_Quoted text:_
_ _ _ _ _

Warren says the coalition hopes to go back before the City Council in the spring with the no-chaining effort. That would be the latest impact for the organization that was formed in Durham in 2007. It added a Charlotte chapter in 2009 and also has N.C. chapters in Raleigh and Orange County, as well as one in Atlanta.
Paul Stayert of Charlotte, one of 650 members of the Charlotte chapter, likes how the organization is passionate and organized.
“The spay/neuter trips typically happen early on weekdays, setting posts for the fences on Saturdays, then building the fence on Sundays,” he says. “Then there are the various other activities such as fence repairs – some of our furry friends are pretty strong and active – spreading hay to help in coping with the cold season, erecting or repairing tarps that serve as shade during hot months, and various health-related checkups.”
Warren says spaying and neutering are a vital part of what the coalition does, to the point where the organization will provide the free service even for dogs not needing a fence.
“This is the best way to reduce the number of animals euthanized at Char-Meck Animal Care & Control,” she says, adding that the coalition spayed and neutered 251 dogs in Charlotte last year.

_ _ _ _ _

_Material:_
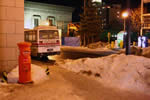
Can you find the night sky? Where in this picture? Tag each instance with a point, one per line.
(77, 4)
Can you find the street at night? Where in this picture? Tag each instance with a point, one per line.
(74, 49)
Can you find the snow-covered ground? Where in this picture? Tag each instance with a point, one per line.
(121, 71)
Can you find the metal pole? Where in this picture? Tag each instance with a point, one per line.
(128, 30)
(141, 31)
(124, 24)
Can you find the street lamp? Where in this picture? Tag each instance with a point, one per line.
(125, 15)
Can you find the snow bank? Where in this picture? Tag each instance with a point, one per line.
(121, 71)
(97, 45)
(38, 74)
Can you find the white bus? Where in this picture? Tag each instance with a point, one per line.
(45, 40)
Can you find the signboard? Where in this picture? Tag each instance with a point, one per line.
(96, 0)
(146, 1)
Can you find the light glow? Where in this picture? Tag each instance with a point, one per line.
(96, 0)
(125, 14)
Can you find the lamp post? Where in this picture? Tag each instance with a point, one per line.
(125, 15)
(128, 38)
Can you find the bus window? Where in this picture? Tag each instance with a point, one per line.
(56, 34)
(49, 34)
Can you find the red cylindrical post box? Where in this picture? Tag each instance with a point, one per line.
(24, 62)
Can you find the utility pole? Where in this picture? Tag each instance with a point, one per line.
(128, 40)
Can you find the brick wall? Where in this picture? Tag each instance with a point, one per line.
(11, 32)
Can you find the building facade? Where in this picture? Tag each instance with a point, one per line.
(11, 32)
(39, 13)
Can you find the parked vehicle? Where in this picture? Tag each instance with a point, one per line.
(45, 40)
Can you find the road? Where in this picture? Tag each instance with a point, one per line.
(65, 85)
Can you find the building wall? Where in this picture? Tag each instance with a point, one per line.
(11, 32)
(62, 14)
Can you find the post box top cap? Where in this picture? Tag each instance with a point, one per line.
(24, 44)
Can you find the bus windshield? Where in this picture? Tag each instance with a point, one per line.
(48, 34)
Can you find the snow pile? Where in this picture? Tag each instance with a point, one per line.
(121, 71)
(97, 45)
(37, 73)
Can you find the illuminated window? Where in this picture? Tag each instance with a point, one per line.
(51, 20)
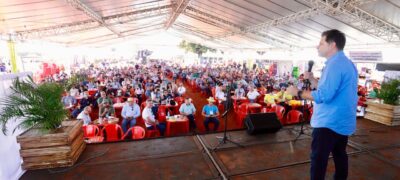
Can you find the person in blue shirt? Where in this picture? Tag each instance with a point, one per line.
(130, 112)
(189, 111)
(210, 111)
(335, 98)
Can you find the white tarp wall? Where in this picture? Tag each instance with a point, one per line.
(10, 164)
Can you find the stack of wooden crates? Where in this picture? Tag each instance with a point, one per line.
(61, 148)
(383, 113)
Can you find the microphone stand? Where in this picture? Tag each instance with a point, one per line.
(223, 140)
(306, 86)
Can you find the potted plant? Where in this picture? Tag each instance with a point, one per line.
(387, 112)
(49, 140)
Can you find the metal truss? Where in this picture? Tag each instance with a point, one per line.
(232, 27)
(359, 18)
(125, 35)
(354, 16)
(93, 24)
(88, 11)
(181, 6)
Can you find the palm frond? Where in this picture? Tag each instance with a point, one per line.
(34, 104)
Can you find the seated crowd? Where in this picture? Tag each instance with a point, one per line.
(148, 93)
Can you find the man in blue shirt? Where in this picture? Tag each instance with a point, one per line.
(334, 117)
(129, 113)
(210, 111)
(189, 111)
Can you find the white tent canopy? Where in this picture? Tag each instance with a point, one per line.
(253, 24)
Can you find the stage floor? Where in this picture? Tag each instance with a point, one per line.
(374, 153)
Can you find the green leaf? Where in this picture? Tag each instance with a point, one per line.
(33, 104)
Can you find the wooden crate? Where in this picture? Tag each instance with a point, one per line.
(383, 113)
(59, 148)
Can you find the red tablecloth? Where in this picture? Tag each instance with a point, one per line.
(177, 124)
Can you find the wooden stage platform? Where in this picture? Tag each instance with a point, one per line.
(374, 153)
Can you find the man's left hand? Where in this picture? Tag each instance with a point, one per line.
(292, 90)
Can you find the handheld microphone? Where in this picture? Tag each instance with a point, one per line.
(310, 65)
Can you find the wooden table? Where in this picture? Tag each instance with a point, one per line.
(236, 100)
(178, 124)
(105, 122)
(254, 107)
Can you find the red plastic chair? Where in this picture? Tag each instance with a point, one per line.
(264, 110)
(112, 132)
(137, 132)
(118, 100)
(152, 133)
(280, 112)
(179, 100)
(213, 91)
(161, 114)
(294, 116)
(241, 113)
(260, 100)
(143, 105)
(90, 131)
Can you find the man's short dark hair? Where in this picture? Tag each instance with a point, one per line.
(336, 36)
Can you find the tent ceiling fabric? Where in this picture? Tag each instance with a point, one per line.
(254, 24)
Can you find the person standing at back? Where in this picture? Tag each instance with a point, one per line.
(335, 98)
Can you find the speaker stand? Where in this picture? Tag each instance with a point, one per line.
(224, 140)
(301, 132)
(307, 85)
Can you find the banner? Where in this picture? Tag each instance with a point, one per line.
(373, 56)
(13, 60)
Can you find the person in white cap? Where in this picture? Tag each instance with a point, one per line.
(210, 111)
(129, 113)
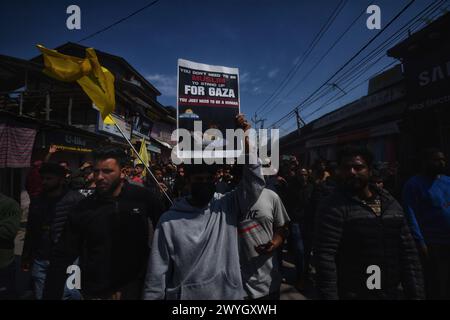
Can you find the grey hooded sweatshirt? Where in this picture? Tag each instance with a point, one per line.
(195, 253)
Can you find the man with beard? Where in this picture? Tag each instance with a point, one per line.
(46, 219)
(195, 252)
(110, 232)
(427, 202)
(363, 247)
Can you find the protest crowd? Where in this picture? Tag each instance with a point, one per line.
(229, 229)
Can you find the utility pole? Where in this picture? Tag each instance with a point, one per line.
(255, 120)
(300, 122)
(335, 85)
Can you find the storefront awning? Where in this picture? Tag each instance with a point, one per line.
(16, 145)
(164, 144)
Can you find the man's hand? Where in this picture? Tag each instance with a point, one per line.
(267, 248)
(163, 187)
(242, 123)
(25, 265)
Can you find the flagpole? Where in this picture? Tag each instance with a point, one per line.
(146, 167)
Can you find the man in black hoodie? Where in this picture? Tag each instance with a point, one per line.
(363, 246)
(110, 231)
(46, 219)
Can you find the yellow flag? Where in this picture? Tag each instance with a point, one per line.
(96, 81)
(143, 153)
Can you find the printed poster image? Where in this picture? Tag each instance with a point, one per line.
(209, 94)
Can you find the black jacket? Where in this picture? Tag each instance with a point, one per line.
(38, 220)
(112, 237)
(350, 237)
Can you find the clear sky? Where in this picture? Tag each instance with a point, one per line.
(264, 39)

_ _ _ _ _

_Aim of the exercise:_ Reproduce verbatim the portion of the text on the no-chaining coalition from "Warren says spaying" up to and including "Charlotte last year.".

_Written solution:_
Warren says spaying and neutering are a vital part of what the coalition does, to the point where the organization will provide the free service even for dogs not needing a fence.
“This is the best way to reduce the number of animals euthanized at Char-Meck Animal Care & Control,” she says, adding that the coalition spayed and neutered 251 dogs in Charlotte last year.